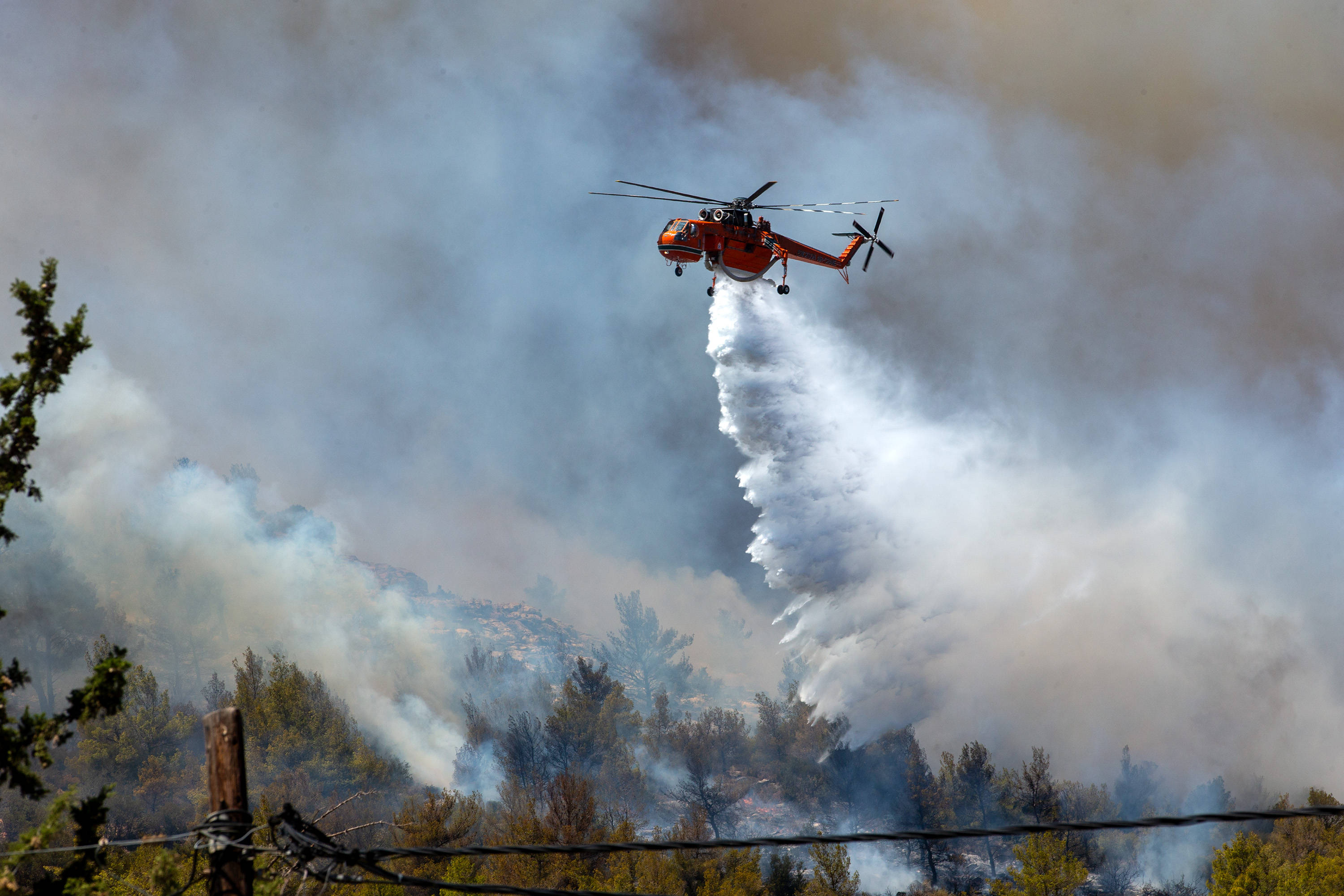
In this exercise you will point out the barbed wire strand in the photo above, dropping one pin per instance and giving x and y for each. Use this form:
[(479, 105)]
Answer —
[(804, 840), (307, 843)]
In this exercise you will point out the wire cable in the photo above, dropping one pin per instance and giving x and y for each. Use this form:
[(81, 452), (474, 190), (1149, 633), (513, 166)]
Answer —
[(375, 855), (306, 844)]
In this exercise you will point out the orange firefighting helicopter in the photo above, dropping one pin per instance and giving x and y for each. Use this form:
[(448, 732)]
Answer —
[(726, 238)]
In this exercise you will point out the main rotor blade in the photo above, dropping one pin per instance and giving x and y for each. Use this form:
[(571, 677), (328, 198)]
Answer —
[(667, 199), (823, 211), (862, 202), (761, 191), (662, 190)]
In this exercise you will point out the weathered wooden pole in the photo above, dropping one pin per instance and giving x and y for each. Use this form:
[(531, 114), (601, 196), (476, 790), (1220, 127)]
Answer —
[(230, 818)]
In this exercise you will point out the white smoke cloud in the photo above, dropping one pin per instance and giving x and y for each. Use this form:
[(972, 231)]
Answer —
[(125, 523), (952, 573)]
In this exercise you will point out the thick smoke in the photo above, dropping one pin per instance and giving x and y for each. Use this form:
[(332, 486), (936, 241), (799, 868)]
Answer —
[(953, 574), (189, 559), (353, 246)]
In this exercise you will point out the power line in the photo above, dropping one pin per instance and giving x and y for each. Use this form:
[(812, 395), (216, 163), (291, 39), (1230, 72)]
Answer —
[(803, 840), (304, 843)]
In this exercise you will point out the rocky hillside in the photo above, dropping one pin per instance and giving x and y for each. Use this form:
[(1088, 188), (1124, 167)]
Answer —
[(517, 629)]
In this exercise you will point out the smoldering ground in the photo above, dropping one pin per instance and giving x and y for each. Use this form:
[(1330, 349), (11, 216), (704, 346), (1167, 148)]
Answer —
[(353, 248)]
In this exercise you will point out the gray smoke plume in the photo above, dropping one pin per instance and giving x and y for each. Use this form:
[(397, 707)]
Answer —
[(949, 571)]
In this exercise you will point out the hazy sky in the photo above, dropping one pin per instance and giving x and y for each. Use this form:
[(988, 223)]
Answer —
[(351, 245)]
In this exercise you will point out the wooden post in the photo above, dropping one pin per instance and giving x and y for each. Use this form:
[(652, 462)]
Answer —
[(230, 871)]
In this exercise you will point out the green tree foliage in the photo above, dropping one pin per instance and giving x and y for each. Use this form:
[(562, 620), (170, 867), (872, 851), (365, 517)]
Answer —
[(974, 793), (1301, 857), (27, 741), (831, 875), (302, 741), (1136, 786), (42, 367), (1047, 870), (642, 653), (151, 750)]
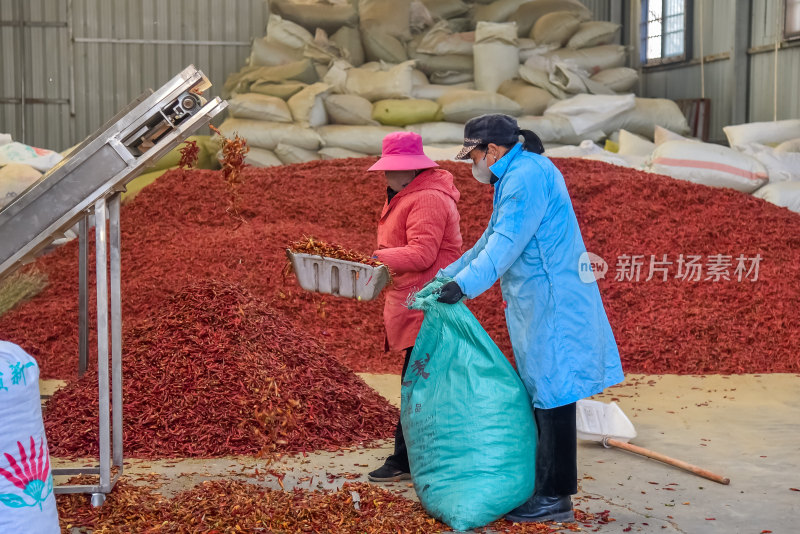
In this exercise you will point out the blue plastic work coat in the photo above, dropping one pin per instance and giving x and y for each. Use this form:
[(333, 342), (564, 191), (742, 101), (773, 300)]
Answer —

Description of the task
The expected answer holds each line from the listing above where the string "smoke" is present.

Solution to the problem
In this exercise you will point out the white smoke cloud in the photo above, dropping one pin per instance and giving x and y for each. Use this form:
In this exercise you will point out the thick smoke in the photo above, dropping one pin per instance and giving x and y for each. Use this form:
In this exercise you will point out the gray smoke plume in the photo above, dropping one pin per instance and giving x and y for each. Use this form:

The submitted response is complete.